Passage to read |
The company’s own in-house training of staff which had been called the Nestlé School prior to EQT, and which the trade union had put great effort into achieving, was put on hold.
The Dutch managers were completely ruthless. Tommy and Björn give a few examples. Just after the factory had been declared smoke-free, the Dutch Group CEO came down the corridor with a lighted cigar in his hand. Someone on the office staff told him smoking was prohibited.
“He asked who had ordered the office worker to go around telling people. And then he was sacked.”

Big meatballs only

They go on to relate how Henk Spoon, marketing director, decided that Findus should stop selling small meatballs one Christmas, and only have large meatballs. The result was that they didn’t sell a single meatball that Christmas.
“It was a terrible time. Everyone could see that things were bad, but nobody dared say anything. The executives especially were scared out of their wits.”
They estimate that some 300 executives in Bjuv lost their jobs under EQT. And hardly any investments were made in the plant. Nevertheless huge loans were taken.
“I lost track of how many loan agreements we signed. EQT had to keep changing banks when they didn’t fulfil the loan requirements. And the company was constantly in the credit rating magazine Justitia for not paying its bills. We couldn’t even buy petrol with the company’s credit cards,” says Björn Bergstrand.
He recalls how Tommy Andersson almost literally got the management against the wall and demanded to know if there was enough money to pay the wages.
“Yes, that’s how bad it was,” says Tommy Andersson. Even the Bjuv Local Council reacted when the company stopped paying council bills. Another ordeal was the farmers wanting to be paid for their produce.

Records for the exercise |
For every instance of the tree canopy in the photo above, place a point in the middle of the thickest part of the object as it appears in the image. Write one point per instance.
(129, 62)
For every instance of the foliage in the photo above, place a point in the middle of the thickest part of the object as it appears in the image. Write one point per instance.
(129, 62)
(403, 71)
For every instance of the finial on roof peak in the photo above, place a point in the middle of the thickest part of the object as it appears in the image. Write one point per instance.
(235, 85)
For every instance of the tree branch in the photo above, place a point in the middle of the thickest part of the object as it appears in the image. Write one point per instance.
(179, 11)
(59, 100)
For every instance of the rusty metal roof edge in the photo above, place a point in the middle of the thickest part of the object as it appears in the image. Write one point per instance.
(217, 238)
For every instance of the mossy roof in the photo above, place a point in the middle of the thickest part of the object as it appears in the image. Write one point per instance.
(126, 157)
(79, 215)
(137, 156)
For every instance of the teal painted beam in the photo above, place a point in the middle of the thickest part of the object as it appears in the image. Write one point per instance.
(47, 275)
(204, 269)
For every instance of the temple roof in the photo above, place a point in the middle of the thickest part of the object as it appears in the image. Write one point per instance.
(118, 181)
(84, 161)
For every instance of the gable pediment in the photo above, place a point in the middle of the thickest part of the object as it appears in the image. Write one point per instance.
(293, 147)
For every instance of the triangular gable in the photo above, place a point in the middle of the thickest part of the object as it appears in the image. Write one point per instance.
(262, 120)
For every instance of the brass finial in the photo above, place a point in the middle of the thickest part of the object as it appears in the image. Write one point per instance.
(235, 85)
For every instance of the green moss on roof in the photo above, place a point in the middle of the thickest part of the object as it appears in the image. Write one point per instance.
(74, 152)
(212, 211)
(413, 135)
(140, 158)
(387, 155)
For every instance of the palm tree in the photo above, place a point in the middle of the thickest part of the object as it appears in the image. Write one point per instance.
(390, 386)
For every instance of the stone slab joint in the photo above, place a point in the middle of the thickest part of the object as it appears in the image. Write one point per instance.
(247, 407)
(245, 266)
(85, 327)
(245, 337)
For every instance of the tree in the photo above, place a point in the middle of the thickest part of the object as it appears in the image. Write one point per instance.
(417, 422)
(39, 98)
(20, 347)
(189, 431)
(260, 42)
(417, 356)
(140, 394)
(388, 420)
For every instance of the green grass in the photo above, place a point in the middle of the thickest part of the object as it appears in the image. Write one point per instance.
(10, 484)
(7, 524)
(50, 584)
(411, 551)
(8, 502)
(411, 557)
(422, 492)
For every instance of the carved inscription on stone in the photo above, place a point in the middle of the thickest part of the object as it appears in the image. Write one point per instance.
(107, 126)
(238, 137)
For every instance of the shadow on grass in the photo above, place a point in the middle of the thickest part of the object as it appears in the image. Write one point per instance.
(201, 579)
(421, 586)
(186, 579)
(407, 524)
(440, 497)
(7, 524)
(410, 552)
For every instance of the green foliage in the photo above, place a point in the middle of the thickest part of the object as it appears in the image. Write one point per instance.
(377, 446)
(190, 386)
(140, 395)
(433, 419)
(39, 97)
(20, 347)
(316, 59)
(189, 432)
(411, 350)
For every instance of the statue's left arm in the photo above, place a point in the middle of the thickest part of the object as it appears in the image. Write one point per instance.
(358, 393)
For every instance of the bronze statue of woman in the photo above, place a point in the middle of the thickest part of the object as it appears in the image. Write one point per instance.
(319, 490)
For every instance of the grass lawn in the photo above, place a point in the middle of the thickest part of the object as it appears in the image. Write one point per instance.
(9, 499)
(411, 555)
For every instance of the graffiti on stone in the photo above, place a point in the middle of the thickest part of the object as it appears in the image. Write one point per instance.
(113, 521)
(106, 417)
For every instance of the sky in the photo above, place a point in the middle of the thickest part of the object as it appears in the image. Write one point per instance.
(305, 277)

Instruction 1 | Transcribe the text about Findus under EQT from "He recalls how" up to and including "for their produce.".
Instruction 2 | In the records, rewrite the lines from the one containing "For every instance of the sky" through the final line, changing "sky" to "clouds" and leaving everything else as it is.
These records bear no relation to the text about Findus under EQT.

Exercise response 1 |
He recalls how Tommy Andersson almost literally got the management against the wall and demanded to know if there was enough money to pay the wages.
“Yes, that’s how bad it was,” says Tommy Andersson. Even the Bjuv Local Council reacted when the company stopped paying council bills. Another ordeal was the farmers wanting to be paid for their produce.

Exercise response 2 |
For every instance of the clouds in the photo above, place a point in the middle of the thickest part of the object as it appears in the image. Write one point per instance.
(305, 277)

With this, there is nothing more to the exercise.